- What you should do: Go through the material below and copy out every line that contains the string "blue". Treat uppercase and lowercase as different.

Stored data
□ □ □ □
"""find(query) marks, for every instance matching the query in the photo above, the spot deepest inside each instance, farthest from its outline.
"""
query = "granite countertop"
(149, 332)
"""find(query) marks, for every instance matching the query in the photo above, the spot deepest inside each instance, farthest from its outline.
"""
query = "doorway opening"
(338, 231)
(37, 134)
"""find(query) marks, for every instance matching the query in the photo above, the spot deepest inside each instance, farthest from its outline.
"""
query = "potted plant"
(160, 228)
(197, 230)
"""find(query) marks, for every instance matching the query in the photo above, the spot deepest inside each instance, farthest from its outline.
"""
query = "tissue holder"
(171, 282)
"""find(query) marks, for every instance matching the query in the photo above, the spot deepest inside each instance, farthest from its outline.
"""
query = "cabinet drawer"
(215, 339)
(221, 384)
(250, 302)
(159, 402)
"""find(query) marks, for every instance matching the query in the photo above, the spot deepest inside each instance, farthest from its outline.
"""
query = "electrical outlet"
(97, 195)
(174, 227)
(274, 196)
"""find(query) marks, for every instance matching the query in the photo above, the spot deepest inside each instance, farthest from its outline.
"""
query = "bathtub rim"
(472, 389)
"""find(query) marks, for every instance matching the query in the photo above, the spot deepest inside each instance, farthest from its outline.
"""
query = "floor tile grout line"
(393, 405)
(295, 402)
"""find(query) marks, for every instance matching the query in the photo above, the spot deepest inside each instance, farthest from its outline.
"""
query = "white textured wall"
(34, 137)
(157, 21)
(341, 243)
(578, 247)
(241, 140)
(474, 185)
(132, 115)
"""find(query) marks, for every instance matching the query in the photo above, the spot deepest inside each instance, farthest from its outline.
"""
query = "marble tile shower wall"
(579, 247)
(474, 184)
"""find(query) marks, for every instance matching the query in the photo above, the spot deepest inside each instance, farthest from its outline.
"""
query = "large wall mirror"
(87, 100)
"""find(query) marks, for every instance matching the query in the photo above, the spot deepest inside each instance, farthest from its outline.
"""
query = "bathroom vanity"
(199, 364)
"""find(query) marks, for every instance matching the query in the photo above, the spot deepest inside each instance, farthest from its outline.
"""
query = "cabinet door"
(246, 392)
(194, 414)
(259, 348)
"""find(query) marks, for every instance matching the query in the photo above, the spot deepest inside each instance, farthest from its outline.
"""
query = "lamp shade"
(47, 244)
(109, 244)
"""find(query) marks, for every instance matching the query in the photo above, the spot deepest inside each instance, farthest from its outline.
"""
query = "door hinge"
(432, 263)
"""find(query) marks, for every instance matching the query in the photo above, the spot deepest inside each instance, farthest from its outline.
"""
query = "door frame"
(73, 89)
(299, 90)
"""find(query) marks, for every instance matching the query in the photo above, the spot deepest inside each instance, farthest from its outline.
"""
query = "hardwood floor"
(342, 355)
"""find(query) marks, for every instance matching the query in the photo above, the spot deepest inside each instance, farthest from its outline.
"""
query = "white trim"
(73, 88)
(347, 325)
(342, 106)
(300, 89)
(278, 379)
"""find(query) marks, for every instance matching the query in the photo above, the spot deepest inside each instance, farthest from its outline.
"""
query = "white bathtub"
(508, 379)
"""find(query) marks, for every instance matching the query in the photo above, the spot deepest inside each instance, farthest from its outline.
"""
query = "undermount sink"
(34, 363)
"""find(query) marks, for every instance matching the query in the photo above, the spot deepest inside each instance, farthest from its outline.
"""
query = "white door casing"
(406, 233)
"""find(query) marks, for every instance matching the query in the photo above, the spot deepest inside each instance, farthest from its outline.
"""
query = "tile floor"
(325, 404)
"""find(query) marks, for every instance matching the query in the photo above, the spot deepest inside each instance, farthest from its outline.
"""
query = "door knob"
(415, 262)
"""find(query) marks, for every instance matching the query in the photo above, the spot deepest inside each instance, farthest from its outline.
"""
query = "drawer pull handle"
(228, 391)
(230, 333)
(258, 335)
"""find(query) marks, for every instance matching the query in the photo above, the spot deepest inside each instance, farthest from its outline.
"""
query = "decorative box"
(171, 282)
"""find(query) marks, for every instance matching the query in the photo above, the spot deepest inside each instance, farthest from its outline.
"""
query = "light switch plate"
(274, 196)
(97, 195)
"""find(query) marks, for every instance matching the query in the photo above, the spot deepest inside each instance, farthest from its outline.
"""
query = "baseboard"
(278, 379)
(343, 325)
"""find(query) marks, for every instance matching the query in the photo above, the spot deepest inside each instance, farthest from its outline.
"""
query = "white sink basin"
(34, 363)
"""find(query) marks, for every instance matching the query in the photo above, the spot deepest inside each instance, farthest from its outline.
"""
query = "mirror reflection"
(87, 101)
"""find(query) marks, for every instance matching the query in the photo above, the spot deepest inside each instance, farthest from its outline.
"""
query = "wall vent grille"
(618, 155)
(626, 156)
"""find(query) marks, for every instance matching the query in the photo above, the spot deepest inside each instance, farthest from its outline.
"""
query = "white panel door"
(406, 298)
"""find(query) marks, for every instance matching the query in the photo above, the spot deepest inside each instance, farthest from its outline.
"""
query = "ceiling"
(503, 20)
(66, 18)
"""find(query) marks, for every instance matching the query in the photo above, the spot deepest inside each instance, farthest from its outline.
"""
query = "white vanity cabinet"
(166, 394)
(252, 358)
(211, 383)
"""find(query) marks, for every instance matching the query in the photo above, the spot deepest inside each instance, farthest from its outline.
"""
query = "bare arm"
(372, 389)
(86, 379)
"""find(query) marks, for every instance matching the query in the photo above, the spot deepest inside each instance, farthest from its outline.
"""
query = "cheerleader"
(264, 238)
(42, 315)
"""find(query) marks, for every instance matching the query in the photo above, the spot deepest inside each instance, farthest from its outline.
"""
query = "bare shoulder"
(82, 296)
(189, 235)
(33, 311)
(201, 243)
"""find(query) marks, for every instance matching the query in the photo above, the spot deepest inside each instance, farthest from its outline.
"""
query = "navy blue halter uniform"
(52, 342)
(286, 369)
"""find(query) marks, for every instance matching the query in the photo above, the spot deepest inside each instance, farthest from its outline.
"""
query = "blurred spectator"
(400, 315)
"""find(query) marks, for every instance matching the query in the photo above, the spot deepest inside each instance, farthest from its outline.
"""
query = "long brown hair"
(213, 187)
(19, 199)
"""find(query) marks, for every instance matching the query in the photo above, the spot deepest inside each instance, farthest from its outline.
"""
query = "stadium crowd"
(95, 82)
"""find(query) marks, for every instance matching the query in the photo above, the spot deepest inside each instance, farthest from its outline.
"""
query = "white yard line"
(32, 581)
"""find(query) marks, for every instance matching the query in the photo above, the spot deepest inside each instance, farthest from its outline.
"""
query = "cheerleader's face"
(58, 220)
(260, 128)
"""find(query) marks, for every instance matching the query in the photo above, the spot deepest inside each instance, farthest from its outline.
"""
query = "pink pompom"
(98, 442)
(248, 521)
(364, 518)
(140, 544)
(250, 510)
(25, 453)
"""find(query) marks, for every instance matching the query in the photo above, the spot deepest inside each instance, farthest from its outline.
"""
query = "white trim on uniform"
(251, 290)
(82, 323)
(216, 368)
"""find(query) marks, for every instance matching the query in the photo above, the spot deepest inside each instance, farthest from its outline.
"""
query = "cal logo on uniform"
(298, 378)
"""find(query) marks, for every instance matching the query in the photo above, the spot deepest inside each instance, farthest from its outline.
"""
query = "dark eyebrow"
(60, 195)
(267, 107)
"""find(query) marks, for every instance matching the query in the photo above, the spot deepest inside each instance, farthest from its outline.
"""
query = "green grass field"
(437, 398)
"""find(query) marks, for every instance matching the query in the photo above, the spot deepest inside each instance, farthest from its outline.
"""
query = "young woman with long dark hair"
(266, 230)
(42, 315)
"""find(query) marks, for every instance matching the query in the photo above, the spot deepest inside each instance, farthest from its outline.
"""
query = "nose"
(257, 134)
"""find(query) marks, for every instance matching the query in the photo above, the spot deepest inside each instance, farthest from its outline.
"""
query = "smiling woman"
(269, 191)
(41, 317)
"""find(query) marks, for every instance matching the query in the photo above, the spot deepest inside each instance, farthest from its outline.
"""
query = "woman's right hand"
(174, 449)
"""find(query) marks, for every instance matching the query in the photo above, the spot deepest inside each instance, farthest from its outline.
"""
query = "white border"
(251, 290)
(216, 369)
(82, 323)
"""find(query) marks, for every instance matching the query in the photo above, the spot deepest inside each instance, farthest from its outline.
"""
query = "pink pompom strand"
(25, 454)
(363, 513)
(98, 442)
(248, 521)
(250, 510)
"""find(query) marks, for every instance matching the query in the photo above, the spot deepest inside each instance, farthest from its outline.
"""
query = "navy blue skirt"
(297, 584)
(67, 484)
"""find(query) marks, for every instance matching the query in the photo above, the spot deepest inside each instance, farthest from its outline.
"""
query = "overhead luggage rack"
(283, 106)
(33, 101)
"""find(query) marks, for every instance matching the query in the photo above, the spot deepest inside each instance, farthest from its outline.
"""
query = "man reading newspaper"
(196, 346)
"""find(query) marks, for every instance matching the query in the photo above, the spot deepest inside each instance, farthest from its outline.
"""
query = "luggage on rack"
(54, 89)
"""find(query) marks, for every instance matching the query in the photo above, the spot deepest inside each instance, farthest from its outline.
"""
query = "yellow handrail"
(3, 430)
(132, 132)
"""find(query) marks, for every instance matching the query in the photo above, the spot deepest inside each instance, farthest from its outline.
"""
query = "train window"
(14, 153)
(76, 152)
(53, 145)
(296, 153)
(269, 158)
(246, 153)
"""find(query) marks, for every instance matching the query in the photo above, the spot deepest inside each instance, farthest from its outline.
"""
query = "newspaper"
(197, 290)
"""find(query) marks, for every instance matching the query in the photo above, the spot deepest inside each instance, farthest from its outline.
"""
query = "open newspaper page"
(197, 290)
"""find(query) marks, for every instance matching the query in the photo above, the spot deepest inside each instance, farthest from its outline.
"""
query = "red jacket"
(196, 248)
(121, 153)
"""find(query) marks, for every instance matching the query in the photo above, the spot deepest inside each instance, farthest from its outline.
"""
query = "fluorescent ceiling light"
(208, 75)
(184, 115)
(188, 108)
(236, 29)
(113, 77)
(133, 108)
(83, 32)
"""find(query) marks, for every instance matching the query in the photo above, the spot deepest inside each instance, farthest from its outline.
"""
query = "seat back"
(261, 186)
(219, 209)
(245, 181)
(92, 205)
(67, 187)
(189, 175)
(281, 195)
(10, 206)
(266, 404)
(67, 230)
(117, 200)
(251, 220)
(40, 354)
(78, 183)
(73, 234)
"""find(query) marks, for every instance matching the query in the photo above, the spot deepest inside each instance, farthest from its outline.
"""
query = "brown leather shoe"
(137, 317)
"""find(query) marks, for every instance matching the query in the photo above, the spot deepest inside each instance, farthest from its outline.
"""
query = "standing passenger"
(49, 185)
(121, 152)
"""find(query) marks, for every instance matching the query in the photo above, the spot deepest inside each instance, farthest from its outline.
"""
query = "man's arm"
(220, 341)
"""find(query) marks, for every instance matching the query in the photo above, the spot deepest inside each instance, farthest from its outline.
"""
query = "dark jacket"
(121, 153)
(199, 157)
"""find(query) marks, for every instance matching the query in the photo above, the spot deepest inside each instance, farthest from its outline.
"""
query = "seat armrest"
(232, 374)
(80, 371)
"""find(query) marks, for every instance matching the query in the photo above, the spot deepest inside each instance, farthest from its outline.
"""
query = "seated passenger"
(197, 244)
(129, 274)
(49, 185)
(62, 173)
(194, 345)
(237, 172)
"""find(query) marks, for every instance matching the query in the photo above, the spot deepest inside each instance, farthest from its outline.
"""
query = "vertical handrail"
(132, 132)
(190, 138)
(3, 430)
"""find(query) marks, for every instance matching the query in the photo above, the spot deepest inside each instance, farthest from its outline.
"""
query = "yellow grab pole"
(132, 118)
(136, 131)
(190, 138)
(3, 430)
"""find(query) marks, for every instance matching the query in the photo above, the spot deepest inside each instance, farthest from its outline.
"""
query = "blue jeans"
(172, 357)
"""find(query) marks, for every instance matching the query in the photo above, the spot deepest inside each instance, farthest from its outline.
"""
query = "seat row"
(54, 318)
□ □ □ □
- Result of the exercise:
query = "navy blue halter uniform"
query = "navy blue skirt"
query = "blue jeans"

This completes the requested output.